**Reading passage**
════

Exhibit 10.24
THIRD AMENDMENT TO AMENDED AND RESTATED INVENTORY AND
RECEIVABLES PURCHASE AGREEMENT
This Third Amendment to Amended and Restated Inventory and Receivables
Purchase Agreement (the "Third Amendment") is entered into as of September 14,
2006 by and between Intraop Medical Corporation, a Nevada Corporation
("Company") and E.U. Capital Venture, Inc., a Nevada Corporation and E.U.C.
Holding, a Danish corporation (together, "Buyer").
RECITALS
WHEREAS, Company and Buyer entered into an Amended and Restated Inventory
and Receivables Purchase Agreement dated as of April 10, 2006, as amended on May
24, 2006 and August 14, 2006 (the "Restated Agreement").
WHEREAS, Company and Buyer desire to amend certain provisions of the
Restated Agreement as set forth below.
AGREEMENT
NOW, THEREFORE, for good and valuable consideration, and intending to be
legally bound, the parties hereby agree as follows:
1. Amendment of Section 2.1:
Section 2.1 of the Restated Agreement is amended in its entirety to
read as follows:
"2.1. Buyer will purchase up to $4,500,000 of combined Inventory and
Factored Inventory from Company, on a revolving basis, upon the terms
and conditions set forth herein, provided that, Buyer shall not be
obligated to purchase more than $2,600,000 of Inventory, on a revolving
basis, pursuant to Section 2.2 below, and provided further that Company
will repurchase, as necessary, Inventory or Factored Inventory such
that the combined amount of Inventory and Factored Inventory will not
exceed $4,000,000 subsequent to November 14, 2006."

════

**Stored data**
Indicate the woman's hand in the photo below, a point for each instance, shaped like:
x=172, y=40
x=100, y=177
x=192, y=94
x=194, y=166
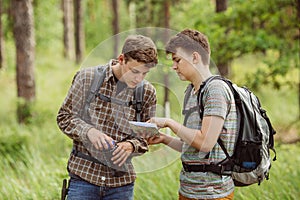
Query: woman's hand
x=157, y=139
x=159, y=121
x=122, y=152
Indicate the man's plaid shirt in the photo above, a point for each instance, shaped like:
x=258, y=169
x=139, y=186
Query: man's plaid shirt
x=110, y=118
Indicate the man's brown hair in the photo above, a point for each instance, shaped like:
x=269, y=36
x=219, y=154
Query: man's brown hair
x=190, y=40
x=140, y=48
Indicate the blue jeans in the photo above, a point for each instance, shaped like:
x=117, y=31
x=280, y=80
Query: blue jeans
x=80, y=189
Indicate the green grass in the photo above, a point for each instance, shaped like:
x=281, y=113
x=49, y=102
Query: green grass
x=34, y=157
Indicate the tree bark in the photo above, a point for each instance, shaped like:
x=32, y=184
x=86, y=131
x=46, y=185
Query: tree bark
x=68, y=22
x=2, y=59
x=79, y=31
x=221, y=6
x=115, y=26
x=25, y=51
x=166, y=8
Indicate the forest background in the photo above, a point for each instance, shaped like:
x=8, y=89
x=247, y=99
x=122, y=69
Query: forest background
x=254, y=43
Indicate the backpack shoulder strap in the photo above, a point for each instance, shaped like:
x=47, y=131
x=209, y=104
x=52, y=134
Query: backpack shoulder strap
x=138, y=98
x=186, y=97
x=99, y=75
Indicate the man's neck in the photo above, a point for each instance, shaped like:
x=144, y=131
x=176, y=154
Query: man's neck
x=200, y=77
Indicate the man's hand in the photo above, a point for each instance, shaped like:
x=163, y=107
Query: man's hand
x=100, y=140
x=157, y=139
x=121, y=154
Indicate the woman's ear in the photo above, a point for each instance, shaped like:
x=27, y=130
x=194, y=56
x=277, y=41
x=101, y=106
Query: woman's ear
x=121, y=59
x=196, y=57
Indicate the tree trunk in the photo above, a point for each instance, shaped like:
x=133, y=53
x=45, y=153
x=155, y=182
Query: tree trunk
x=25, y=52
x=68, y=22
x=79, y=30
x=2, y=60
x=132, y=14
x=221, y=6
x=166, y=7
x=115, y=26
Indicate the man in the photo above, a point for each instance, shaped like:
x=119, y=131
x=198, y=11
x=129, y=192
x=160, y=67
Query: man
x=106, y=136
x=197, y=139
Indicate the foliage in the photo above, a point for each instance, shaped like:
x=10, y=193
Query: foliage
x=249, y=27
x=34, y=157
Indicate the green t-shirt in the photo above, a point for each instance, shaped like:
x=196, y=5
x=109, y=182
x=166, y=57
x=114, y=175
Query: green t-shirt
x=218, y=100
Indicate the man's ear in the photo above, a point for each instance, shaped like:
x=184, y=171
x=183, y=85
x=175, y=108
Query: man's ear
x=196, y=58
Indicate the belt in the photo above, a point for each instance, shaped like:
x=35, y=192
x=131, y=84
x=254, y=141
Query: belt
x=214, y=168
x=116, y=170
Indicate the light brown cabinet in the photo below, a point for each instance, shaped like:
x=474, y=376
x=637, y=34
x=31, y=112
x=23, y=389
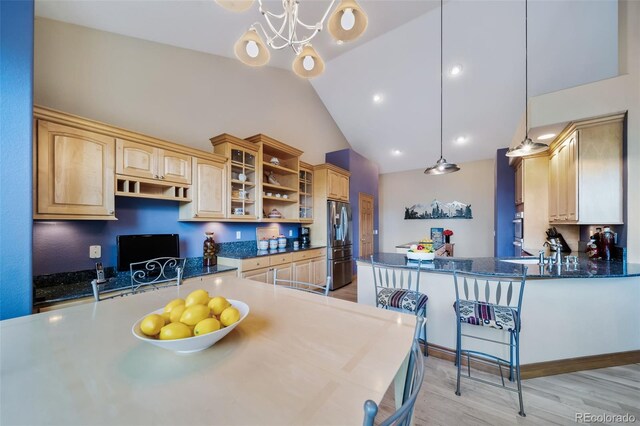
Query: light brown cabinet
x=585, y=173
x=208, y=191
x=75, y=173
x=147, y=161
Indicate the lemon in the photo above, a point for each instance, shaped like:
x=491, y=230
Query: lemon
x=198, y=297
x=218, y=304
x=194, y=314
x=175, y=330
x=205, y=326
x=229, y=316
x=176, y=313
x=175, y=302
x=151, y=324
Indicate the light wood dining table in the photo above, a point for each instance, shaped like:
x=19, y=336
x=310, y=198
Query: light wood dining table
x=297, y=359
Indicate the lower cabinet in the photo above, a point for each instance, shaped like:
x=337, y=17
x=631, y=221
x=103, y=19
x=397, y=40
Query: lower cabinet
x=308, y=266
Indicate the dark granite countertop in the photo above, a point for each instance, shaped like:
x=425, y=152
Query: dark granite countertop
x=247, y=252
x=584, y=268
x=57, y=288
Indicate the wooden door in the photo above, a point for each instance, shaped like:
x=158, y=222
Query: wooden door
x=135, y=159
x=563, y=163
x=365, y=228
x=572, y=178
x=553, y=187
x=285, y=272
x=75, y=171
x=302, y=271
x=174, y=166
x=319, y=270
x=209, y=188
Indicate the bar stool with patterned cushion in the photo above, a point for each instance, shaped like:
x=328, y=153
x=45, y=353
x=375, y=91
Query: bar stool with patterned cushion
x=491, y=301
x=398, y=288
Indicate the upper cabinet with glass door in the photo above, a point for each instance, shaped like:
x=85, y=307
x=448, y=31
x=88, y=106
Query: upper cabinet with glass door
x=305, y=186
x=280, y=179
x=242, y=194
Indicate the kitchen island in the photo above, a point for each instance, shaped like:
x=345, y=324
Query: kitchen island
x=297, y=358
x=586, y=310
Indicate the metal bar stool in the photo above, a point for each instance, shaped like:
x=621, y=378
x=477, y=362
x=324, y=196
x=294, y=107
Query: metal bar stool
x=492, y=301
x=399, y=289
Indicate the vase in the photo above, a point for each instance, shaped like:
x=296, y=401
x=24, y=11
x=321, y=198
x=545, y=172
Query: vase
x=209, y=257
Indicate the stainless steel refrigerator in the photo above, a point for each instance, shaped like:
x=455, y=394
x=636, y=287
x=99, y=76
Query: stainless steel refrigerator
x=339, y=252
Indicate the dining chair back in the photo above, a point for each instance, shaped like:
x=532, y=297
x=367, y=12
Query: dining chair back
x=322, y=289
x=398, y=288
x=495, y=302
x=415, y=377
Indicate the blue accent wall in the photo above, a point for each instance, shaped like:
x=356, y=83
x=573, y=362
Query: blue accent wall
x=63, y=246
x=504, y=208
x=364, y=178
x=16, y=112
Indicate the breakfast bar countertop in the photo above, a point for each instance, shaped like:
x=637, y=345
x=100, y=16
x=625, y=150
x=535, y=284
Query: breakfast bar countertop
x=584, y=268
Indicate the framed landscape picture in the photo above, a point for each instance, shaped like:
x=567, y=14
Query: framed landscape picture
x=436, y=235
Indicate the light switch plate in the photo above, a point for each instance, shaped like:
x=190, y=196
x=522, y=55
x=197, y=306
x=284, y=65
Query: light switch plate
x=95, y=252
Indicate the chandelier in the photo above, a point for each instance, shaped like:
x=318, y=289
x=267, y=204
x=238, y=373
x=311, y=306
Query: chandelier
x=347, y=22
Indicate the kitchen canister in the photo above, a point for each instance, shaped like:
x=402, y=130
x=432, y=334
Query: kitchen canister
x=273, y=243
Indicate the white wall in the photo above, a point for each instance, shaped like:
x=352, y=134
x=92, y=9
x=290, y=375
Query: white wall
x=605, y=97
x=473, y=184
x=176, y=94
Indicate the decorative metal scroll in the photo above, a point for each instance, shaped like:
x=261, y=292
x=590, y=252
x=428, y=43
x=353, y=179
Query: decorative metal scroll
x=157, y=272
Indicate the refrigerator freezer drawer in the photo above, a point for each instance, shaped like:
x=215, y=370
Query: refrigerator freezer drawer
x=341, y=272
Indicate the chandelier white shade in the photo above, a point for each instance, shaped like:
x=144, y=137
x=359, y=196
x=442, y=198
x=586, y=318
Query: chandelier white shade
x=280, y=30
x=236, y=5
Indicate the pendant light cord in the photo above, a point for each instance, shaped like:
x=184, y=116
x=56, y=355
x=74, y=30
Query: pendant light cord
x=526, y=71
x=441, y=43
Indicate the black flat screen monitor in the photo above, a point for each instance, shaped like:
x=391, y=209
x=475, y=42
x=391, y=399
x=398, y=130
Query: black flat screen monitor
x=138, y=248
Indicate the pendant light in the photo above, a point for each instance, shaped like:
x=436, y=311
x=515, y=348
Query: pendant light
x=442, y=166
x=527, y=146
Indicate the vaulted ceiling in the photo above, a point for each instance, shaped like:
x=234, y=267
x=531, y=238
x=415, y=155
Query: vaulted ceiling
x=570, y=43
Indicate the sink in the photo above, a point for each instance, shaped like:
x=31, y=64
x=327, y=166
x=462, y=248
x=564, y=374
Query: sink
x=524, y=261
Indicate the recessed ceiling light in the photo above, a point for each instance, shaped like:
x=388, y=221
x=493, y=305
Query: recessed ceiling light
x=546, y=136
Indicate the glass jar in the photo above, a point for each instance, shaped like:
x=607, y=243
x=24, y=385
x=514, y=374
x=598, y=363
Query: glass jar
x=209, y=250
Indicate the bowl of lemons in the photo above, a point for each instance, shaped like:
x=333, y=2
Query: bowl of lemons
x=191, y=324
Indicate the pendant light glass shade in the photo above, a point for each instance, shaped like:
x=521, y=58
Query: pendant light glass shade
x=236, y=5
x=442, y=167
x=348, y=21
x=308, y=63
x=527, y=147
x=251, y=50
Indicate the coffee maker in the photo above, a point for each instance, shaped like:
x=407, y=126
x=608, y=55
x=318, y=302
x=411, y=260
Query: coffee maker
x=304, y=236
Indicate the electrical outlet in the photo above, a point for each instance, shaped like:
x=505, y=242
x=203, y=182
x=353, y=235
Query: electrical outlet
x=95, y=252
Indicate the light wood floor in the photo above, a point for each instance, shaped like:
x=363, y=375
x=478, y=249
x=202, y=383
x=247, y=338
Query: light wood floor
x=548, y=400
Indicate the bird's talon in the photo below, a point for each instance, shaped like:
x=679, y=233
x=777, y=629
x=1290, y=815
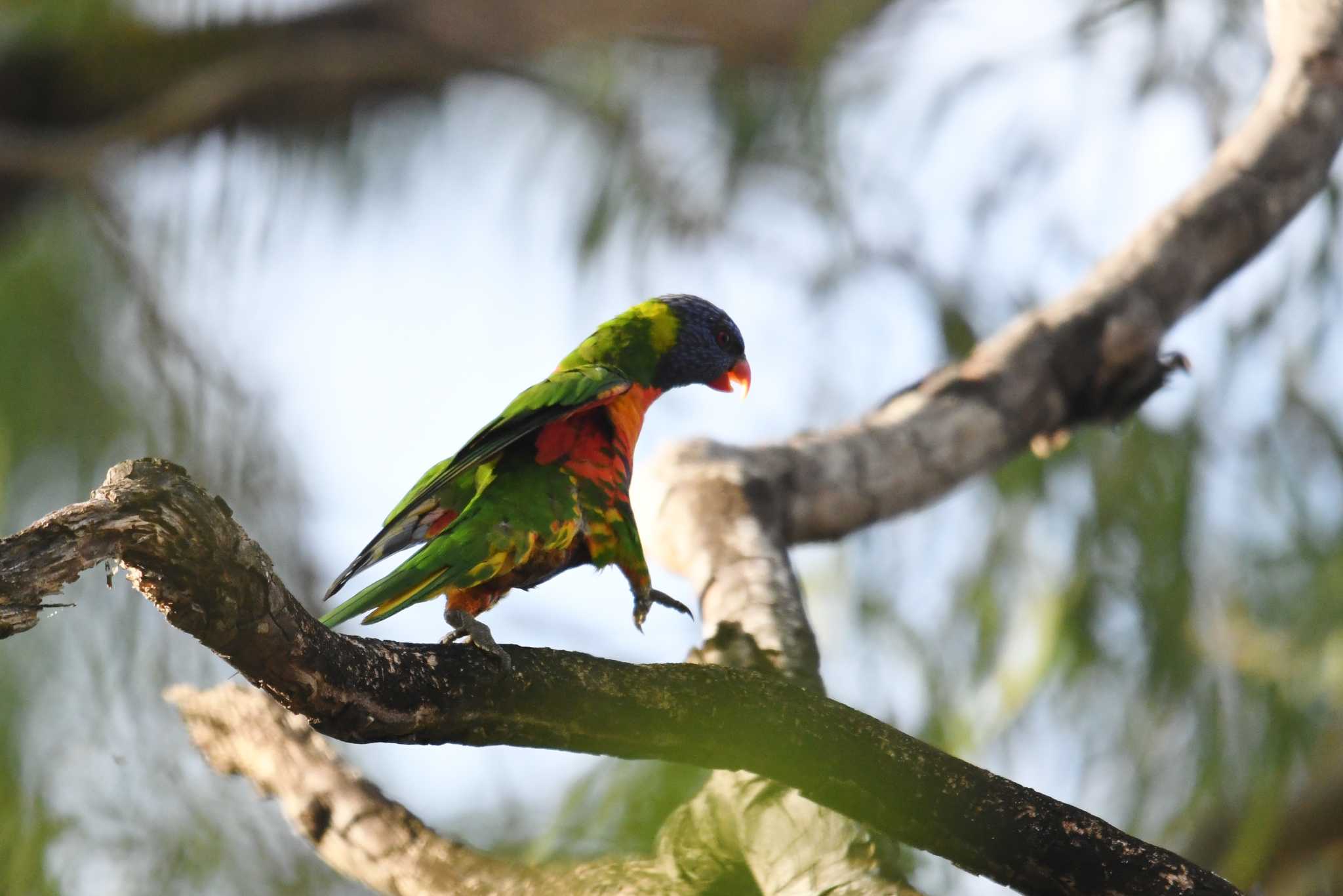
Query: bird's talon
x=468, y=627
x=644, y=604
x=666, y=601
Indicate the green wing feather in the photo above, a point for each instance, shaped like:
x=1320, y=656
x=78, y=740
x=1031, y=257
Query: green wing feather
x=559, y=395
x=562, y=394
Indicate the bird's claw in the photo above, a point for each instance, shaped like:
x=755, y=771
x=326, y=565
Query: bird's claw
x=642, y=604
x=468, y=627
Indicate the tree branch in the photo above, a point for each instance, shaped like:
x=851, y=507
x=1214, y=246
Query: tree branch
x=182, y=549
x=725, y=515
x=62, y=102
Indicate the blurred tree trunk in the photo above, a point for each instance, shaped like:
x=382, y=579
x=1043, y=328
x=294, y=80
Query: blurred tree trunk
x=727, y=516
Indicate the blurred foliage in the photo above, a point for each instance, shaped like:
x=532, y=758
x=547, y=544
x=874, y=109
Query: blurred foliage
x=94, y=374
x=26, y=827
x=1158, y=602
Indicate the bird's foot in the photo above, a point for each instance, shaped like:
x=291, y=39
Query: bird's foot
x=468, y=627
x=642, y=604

════

**Assigned task 1**
Using the amendment above, answer yes or no to whether each statement agrees with it, and quote the deciding words exactly.
(a) Intraop Medical Corporation is a Nevada corporation.
(b) E.U.C. Holding is a Nevada corporation.
(c) Buyer is obligated to purchase more than $2,600,000 of Inventory.
**Assigned task 2**
Answer these from the amendment above.
(a) As of what date is the Third Amendment entered into?
(b) Which section of the Restated Agreement is amended in its entirety?
(c) After what date must the combined amount of Inventory and Factored Inventory not exceed $4,000,000?

**Answer space 1**
(a) Yes: "Intraop Medical Corporation, a Nevada Corporation"
(b) No: "E.U.C. Holding, a Danish corporation"
(c) No: "Buyer shall not be obligated to purchase more than $2,600,000 of Inventory"

**Answer space 2**
(a) September 14, 2006
(b) Section 2.1
(c) November 14, 2006